> [Quoted passage]:
○ ○ ○ ○
Hi all,
Just a quick note; with a fletcher-4 checksum (the current version), the
following algorithm determines the position of any single-bit error.
bool
has_1bit_err(zio_cksum_t *base, zio_cksum_t *bad, size_t bufsize, int bswap)
{
uint64_t a, b, c, d;
int neg;
size_t nwords = size / sizeof (uint32_t);
uint64_t word;
uint32_t pattern;
if (base->a < bad->a) {
neg = 0;
a = bad->a - base->a;
b = bad->b - base->b;
c = bad->c - base->c;
d = bad->d - base->d;
} else {
neg = 1;
a = base->a - bad->a;
b = base->b - bad->b;
c = base->c - bad->c;
d = base->d - bad->d;
}
if (a != (uint64_t)(uint32_t)a ||
a == 0 || (a & (a - 1)) != 0)
return (0); /* high bits set, or not a power-of-2 */
if ((b & (a - 1)) != 0)
return (0); /* b not a multiple of a */
word = b / a;
if (word == 0 || word > nwords)
return (0); /* b out of range */
if (c != (word * (word + 1)) / 2 * a ||
d != ((word * (word + 1) / 2) * (word + 2) / 3) * a)
return (0); /* c and d don't match up */
pattern = bswap ? BSWAP_32((uint32_t)a) : (uint32_t)a;
printf("error is %c%lx in word %ld\n",
dir ? '-' : '+', pattern, (size_t)(nwords - word);
return (1);
}
Handling multi-bit errors would be more complicated, of course, and this
would need a slight update to be used with (mod 2^32 - 1) calculations.
In any case, this is effectively zero work; it wouldn't be hard to correct
single-bit errors when we read in a bad block, and self-heal the source.
Cheers,
- jonathan
○ ○ ○ ○
> [Entries shown]:
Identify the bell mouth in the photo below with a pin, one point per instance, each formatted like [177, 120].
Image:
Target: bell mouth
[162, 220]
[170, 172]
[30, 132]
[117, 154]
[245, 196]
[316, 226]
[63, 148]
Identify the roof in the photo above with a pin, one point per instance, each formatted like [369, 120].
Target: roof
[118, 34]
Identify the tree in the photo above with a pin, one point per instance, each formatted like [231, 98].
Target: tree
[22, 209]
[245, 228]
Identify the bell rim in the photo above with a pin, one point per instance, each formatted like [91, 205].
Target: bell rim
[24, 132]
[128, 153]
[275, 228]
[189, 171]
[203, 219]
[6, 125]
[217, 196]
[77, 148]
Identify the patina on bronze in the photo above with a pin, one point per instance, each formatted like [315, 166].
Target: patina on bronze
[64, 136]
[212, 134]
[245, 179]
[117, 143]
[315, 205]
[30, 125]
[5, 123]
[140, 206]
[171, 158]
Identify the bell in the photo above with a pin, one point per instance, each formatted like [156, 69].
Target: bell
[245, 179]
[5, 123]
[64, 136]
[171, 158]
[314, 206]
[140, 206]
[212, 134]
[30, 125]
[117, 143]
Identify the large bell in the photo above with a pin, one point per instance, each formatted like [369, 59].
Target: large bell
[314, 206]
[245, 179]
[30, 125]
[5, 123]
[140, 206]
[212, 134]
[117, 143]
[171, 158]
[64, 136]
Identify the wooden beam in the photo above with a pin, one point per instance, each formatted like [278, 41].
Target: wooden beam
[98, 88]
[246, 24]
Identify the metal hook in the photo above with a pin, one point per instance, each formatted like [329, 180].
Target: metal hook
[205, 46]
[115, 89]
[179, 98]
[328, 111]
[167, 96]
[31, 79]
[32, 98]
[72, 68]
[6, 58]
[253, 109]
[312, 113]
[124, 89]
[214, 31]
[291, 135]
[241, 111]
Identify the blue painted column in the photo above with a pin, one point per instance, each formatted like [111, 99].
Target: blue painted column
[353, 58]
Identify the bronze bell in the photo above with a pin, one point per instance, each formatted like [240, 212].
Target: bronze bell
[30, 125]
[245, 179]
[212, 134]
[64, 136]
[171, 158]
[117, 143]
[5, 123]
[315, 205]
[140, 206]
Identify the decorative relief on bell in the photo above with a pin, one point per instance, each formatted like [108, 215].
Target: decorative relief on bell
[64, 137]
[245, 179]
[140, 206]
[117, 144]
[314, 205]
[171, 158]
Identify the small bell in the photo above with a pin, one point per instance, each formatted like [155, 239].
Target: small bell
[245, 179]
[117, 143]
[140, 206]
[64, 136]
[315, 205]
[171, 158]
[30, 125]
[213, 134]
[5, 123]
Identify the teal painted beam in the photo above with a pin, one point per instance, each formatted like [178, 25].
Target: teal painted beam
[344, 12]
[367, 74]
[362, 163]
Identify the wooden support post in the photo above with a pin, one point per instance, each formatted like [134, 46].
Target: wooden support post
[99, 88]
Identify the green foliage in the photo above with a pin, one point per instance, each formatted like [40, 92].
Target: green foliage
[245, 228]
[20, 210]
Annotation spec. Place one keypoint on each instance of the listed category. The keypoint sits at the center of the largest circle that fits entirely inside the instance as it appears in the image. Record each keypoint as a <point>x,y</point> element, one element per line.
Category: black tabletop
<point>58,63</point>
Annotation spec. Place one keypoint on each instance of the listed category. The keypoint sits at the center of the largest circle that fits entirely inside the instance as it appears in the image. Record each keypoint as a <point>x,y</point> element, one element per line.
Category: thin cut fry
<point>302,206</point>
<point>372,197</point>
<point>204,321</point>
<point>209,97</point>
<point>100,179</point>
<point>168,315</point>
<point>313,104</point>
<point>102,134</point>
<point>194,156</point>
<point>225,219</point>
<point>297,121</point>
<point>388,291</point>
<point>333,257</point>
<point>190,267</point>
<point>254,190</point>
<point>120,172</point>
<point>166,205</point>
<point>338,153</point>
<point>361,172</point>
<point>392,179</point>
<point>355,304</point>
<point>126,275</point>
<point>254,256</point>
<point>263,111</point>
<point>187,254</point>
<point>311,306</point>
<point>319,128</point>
○ ○ ○ ○
> [Task 1]:
Answer these questions about the checksum post, one line each:
(a) Which checksum does the algorithm work with?
(b) According to the code comment, what is wrong when the function returns 0 because `(b & (a - 1)) != 0`?
(c) What kind of calculations would need a slight update to use this approach?
> [Task 2]:
Return the part of the checksum post starting at "return (0); /* b not" and ending at "(word + 2) / 3) * a)".

> [Expected answer 1]:
(a) A fletcher-4 checksum (the current version).
(b) b is not a multiple of a.
(c) (mod 2^32 - 1) calculations.

> [Expected answer 2]:
return (0); /* b not a multiple of a */
word = b / a;
if (word == 0 || word > nwords)
return (0); /* b out of range */
if (c != (word * (word + 1)) / 2 * a ||
d != ((word * (word + 1) / 2) * (word + 2) / 3) * a)